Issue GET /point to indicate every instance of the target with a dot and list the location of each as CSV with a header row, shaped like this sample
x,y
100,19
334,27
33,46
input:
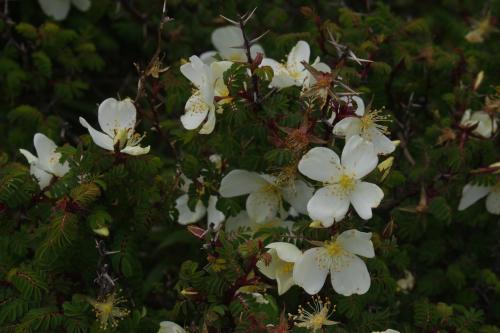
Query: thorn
x,y
245,18
242,47
229,20
255,40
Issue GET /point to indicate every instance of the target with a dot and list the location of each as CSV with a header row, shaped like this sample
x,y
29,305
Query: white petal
x,y
471,194
321,164
357,242
327,205
365,197
360,104
240,182
196,112
298,195
115,115
195,71
493,201
347,127
32,159
170,327
82,5
352,278
218,68
263,205
311,269
286,251
99,138
284,280
270,269
209,125
225,40
465,121
57,9
359,157
215,216
300,52
135,150
487,125
382,144
45,150
186,215
281,76
241,220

··········

Could you give all the entries again with each "dot" swapped for "marker", everything else unchanged and the pictures left out?

Issue GET /point to indicate every instance of the target with a marker and list the location of each as CSV with a header row, shaped like this sample
x,y
100,19
334,27
33,46
input:
Query: thorn
x,y
245,18
242,47
229,20
255,40
Issue GET /point to indicate every instance of the target with a marker and list the location of each as CSV with a header row, shaped like this sample
x,y
29,305
Query: white petal
x,y
471,194
321,164
357,242
327,205
365,197
360,104
240,182
196,112
298,195
115,115
195,71
493,201
347,127
32,159
170,327
82,5
352,278
218,68
263,205
311,269
286,251
99,138
284,280
270,269
209,125
225,40
465,121
57,9
359,157
215,216
300,52
135,150
487,125
382,144
45,150
186,215
281,76
241,220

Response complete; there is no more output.